* start Data for this task *

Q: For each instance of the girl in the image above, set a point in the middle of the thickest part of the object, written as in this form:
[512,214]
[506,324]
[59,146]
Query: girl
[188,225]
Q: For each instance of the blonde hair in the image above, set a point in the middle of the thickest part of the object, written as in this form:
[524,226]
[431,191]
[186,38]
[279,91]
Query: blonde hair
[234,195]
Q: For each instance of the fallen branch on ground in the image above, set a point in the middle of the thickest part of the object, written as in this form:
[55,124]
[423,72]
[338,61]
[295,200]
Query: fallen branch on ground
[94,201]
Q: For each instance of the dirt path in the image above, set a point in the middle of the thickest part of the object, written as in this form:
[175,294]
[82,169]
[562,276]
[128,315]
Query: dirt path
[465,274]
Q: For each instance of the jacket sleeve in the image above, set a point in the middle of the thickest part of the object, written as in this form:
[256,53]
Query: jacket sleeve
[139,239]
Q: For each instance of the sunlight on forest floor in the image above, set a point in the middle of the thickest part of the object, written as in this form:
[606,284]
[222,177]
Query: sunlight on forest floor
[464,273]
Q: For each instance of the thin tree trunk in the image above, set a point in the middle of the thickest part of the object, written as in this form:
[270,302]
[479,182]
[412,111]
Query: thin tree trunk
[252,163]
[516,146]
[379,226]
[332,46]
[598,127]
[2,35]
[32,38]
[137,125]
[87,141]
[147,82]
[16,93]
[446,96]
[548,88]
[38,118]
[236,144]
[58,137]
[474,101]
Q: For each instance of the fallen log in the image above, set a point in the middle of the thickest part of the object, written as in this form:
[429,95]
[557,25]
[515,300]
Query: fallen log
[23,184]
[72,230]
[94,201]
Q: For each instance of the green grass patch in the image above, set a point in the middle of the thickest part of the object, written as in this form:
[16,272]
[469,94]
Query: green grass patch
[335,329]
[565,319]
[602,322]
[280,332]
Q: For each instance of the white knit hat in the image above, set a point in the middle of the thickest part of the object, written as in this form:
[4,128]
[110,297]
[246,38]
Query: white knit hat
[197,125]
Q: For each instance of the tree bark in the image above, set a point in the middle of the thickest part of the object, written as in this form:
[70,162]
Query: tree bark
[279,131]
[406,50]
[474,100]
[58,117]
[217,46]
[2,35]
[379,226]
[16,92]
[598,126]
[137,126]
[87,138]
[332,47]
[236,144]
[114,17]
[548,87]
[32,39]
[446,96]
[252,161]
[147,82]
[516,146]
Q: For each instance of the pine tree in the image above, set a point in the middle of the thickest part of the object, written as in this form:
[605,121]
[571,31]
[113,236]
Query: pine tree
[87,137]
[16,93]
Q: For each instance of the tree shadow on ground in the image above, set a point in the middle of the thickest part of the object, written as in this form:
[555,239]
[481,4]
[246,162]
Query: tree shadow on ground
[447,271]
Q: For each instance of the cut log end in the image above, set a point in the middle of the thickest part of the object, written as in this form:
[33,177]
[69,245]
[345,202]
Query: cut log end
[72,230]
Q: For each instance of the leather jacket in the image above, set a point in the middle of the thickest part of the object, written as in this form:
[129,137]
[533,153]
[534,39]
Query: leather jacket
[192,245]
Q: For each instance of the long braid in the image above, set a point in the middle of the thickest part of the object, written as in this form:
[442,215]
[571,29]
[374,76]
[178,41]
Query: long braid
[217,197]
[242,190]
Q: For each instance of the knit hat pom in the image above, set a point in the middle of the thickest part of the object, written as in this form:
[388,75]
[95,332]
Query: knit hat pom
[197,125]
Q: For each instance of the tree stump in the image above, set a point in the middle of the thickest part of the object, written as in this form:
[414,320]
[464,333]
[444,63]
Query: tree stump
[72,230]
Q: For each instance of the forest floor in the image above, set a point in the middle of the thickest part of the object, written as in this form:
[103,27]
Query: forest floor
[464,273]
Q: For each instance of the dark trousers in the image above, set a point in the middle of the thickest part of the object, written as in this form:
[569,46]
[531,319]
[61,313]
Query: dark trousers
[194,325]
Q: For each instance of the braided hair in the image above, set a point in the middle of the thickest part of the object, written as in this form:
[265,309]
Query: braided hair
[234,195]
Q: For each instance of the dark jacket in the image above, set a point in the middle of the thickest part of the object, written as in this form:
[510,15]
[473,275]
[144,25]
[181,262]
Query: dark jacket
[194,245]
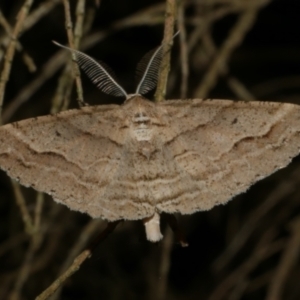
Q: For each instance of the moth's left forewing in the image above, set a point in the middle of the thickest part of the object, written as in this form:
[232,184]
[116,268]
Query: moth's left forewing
[225,146]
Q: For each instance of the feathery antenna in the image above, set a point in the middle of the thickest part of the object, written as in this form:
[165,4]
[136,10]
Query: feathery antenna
[147,70]
[100,74]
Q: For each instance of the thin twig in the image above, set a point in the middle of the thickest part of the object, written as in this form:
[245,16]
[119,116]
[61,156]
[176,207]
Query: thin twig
[78,261]
[171,13]
[236,36]
[183,51]
[165,262]
[11,50]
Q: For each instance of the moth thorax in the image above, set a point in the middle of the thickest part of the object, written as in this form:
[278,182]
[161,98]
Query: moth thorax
[142,128]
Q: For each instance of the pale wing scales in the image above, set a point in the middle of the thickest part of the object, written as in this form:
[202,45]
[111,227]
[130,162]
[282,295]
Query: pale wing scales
[71,156]
[226,146]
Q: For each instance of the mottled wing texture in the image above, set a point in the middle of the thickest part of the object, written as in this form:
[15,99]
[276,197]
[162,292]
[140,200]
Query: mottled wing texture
[130,161]
[75,156]
[222,147]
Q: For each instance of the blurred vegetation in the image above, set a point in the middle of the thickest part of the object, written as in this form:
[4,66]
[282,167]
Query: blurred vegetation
[231,49]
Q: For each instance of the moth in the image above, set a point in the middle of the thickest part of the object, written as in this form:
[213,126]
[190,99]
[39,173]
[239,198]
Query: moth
[139,159]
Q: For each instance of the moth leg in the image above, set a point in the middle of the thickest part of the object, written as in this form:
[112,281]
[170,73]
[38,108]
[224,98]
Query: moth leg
[152,227]
[173,223]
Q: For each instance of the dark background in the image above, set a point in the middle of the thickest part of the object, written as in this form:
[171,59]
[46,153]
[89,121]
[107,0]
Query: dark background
[235,251]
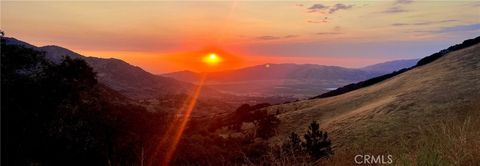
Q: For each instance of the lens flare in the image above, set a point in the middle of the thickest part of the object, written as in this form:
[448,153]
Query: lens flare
[212,59]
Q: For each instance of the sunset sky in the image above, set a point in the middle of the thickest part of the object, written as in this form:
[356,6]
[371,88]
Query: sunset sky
[166,36]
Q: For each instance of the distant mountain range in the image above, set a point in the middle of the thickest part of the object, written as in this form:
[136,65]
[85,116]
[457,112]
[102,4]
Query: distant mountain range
[129,80]
[287,80]
[297,80]
[439,88]
[391,66]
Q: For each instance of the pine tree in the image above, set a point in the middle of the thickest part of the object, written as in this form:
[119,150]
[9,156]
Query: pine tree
[316,142]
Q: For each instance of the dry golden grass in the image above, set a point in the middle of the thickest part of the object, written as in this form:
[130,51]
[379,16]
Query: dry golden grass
[430,103]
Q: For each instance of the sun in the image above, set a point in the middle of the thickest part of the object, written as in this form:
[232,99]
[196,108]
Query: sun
[212,59]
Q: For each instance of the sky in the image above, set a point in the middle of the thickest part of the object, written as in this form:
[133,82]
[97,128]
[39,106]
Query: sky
[167,36]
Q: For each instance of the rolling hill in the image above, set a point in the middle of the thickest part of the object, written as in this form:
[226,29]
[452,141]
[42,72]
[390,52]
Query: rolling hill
[390,66]
[381,115]
[129,80]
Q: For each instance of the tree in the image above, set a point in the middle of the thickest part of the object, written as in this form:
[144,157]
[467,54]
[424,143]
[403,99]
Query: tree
[267,126]
[316,142]
[293,144]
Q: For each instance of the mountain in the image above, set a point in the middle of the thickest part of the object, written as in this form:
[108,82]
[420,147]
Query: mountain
[296,80]
[129,80]
[391,66]
[439,89]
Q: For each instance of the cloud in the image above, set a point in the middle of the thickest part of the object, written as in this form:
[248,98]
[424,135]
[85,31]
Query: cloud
[395,9]
[403,1]
[328,33]
[452,29]
[423,23]
[460,28]
[339,6]
[320,7]
[316,22]
[268,37]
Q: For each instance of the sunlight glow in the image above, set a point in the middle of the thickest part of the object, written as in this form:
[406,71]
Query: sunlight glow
[212,59]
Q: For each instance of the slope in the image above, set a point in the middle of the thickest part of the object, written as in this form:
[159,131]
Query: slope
[381,114]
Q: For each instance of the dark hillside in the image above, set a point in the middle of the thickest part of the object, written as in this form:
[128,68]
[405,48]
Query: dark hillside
[421,62]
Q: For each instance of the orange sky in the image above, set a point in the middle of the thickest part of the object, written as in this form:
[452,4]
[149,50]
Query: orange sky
[166,36]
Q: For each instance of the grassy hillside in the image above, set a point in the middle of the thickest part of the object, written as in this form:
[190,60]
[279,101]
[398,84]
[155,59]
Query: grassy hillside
[382,116]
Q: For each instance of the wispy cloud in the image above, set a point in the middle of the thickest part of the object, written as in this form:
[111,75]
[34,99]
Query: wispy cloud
[339,6]
[452,29]
[331,9]
[268,37]
[403,1]
[395,9]
[317,22]
[318,7]
[328,33]
[424,23]
[460,28]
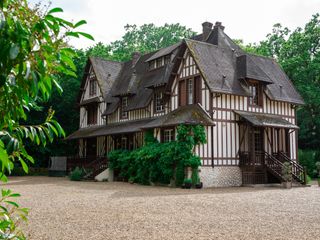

* end Data for this task *

Return each line of the records above that contains the string "braided". Match case exactly.

Q: For each instance of the braided hair in the image above, set a point in the middle of the thickest part of the object, written as in this form:
Query: braided hair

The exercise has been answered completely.